- Excerpt
(begin)

GGS’s business has historically been seasonal.  The Company has continued its efforts to reduce GGS’s seasonal fluctuation in revenues and earnings by increasing military and international sales and broadening its product line to increase revenues and earnings throughout the year.  In June 1999, GGS was awarded a four-year contract to supply deicing equipment to the United States Air Force, and GGS has been awarded two three-year extensions on the contract.  Although sales remain somewhat seasonal, this diversification has lessened the seasonal impacts and allowed the Company to be more efficient in its planning and production.  The overnight air cargo and ground support services segments are not susceptible to seasonal trends.

Results of Operations

Third Quarter 2009 Compared to Third Quarter 2008

Consolidated revenue increased $2,389,000 (11%) to $23,538,000 for the three-month period ended December 31, 2008 compared to its equivalent 2007 period. The increase in revenues resulted from a number of factors.  Revenues in the air cargo segment were up $731,000 (7%) primarily as a result of increased flight and maintenance department costs passed through to its customer at cost and increases in the maintenance labor rate, quarter over quarter.  As noted in previous filings, the Company received approval from its customer for an 8.5% increase in its maintenance billable hour rate in June 2007 and an additional 4% increase in January 2008.  Revenues in the ground equipment segment increased $629,000 (6%) to $10,649,000 as a result of a small increase in military revenues during the third quarter of fiscal 2009, as well as a small increase in international sales in the three-month period ended December 31, 2008.  In addition, GAS provided revenues of $2,043,000 during the three-month period ended December 31, 2008, compared to revenue of $1,014,000 in the prior year at its inception, as it continues to add new customers and new service locations.

(end)

- What is asked
1. Answer these questions about the GGS excerpt:
(a) In what month and year did GGS win the four-year contract to supply deicing equipment to the United States Air Force?
(b) What was consolidated revenue for the three-month period ended December 31, 2008?
(c) How much revenue did GAS provide during the three-month period ended December 31, 2008?
2. Carry on the GGS excerpt from where it stops.
You won't need these rows.

[Data entries]
(begin)

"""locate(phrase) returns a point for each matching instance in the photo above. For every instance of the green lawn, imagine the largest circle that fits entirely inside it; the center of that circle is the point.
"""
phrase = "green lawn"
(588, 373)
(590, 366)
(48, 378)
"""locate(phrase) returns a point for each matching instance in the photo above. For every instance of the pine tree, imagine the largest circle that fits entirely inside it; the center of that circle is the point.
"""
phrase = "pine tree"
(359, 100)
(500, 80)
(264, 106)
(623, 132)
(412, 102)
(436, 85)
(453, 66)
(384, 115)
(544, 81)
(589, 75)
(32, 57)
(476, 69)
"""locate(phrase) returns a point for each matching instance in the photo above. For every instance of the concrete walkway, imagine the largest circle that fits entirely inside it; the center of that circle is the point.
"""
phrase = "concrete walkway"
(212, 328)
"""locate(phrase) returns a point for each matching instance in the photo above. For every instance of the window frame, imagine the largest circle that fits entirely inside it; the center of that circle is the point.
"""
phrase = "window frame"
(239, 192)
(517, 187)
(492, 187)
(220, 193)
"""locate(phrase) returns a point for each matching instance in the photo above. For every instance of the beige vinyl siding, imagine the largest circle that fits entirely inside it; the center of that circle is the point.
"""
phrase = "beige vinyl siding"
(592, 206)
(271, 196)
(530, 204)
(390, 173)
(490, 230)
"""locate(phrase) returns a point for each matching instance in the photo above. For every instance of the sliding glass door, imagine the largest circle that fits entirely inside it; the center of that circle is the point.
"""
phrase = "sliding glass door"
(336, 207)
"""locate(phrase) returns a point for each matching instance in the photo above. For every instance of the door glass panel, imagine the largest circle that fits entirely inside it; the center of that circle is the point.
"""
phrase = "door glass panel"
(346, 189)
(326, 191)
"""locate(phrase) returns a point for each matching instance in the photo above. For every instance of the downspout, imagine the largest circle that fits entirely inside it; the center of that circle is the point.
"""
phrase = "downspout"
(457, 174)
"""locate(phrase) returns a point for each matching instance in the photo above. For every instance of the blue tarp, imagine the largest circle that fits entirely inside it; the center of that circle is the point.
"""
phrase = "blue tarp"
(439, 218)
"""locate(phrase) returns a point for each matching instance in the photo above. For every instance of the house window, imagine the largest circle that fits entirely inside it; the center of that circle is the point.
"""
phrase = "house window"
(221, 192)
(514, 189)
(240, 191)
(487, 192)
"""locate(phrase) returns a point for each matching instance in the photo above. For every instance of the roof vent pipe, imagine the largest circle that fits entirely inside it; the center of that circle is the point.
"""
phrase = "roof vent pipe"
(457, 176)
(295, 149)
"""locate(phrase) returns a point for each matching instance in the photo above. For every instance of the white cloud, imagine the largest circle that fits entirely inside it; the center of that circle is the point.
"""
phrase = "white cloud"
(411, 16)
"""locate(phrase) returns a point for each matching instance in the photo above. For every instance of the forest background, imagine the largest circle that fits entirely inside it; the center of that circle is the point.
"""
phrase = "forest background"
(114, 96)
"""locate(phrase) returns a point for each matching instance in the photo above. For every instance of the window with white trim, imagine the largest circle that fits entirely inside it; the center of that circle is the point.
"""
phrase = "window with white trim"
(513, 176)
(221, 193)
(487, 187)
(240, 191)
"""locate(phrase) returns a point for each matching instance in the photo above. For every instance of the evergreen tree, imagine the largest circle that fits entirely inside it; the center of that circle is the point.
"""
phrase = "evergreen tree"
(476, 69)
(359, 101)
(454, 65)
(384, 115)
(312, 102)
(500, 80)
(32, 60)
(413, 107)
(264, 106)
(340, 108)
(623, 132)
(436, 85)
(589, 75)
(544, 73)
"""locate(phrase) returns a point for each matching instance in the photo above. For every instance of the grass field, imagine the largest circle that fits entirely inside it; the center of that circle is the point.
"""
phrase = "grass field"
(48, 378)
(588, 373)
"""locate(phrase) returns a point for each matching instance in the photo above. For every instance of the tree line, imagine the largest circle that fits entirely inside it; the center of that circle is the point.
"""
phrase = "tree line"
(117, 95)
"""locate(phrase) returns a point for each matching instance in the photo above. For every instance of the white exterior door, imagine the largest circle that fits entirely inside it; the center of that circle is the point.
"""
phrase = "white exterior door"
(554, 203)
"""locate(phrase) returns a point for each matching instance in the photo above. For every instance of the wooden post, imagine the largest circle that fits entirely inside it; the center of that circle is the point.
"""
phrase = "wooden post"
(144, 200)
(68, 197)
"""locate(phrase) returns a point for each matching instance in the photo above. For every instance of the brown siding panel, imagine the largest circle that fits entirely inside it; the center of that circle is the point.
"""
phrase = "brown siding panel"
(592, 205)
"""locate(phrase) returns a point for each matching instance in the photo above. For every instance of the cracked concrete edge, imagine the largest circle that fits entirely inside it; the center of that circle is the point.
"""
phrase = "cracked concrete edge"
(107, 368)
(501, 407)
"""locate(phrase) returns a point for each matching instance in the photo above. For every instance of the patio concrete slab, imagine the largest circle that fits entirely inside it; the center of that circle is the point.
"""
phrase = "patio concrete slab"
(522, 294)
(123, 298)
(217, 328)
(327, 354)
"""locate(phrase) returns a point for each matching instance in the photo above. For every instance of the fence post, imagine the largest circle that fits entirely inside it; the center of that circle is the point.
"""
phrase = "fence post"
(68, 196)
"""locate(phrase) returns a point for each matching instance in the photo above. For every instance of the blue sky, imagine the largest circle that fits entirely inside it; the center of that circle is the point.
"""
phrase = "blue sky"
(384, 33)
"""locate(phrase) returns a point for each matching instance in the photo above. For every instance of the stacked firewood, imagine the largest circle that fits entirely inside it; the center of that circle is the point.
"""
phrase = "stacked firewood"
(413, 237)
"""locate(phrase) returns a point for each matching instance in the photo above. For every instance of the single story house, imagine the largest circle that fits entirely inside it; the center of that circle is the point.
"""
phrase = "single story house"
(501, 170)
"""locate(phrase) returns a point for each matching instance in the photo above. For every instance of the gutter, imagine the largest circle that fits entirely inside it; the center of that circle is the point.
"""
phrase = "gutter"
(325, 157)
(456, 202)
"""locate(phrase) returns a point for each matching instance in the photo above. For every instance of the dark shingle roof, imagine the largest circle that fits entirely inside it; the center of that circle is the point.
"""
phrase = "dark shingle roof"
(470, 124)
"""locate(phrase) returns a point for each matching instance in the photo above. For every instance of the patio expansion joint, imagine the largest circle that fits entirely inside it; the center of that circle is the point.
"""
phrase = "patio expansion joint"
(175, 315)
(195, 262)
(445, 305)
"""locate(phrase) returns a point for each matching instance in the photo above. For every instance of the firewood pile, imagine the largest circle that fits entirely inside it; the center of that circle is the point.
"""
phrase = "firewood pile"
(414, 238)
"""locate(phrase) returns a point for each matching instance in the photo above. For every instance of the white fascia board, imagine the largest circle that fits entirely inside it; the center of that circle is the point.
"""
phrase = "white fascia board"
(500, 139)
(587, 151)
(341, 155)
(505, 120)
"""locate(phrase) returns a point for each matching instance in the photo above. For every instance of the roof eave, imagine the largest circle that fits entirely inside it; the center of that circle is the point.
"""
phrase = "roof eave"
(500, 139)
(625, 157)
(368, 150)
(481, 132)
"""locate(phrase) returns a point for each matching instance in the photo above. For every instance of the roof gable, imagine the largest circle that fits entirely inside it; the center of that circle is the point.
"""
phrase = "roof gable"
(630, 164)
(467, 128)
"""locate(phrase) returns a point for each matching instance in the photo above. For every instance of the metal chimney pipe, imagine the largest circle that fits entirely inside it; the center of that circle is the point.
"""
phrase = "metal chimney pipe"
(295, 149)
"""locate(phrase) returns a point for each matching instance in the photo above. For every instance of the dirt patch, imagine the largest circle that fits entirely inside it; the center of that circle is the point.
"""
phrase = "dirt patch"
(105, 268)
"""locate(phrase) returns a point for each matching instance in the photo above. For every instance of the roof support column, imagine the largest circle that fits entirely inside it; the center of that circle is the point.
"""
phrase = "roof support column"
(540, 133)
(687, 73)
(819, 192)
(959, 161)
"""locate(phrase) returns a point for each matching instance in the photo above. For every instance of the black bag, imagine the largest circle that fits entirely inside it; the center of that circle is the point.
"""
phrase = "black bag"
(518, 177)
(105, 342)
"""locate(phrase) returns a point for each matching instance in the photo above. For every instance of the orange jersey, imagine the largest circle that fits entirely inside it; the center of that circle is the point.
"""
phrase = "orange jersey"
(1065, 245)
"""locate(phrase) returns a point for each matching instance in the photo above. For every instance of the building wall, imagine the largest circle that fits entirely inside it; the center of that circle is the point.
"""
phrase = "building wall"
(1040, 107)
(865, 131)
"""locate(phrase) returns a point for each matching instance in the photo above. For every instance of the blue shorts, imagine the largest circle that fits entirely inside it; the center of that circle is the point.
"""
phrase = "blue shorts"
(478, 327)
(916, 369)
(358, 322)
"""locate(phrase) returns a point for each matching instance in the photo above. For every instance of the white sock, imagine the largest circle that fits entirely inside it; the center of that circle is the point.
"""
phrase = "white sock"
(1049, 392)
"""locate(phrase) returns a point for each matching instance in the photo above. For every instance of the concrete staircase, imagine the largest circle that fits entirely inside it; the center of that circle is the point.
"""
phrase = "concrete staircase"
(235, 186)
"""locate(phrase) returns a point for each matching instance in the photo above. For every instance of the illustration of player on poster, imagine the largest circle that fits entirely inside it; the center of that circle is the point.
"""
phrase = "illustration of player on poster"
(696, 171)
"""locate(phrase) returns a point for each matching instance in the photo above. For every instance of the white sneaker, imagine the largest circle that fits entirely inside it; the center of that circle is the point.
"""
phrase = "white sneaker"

(end)

- Replies
1.
(a) June 1999
(b) $23,538,000
(c) $2,043,000

2.
Operating expenses increased $2,535,000 (13%) to $22,251,000 for the three-month period ended December 31, 2008 compared to its equivalent 2007 period.  The increase was due to a number of factors.  Operating expenses in the air cargo segment were up $788,000 (9%) primarily as a result of increased flight and maintenance departments costs passed through to its customer at cost.  Ground equipment segment operating costs increased $767,000 (10%) driven primarily by the current quarter’s increase in revenues.  Operating costs in this segment grew faster than revenues this quarter as a result
 
 
 
 
 
 
 
15

of increased material and freight costs, as well as increased royalty and commission costs dictated by the product mix this quarter.  The ground support services segment reported a $944,000 increase in operating expenses directly related to the increased revenue provided by GAS this quarter.  General and administrative expenses increased $44,000 (2%) to  $2,753,000 for the three-month period ended December 31, 2008 compared to its equivalent 2007 period.  The increase was comprised of additional expenses associated with the GAS operations in the current year.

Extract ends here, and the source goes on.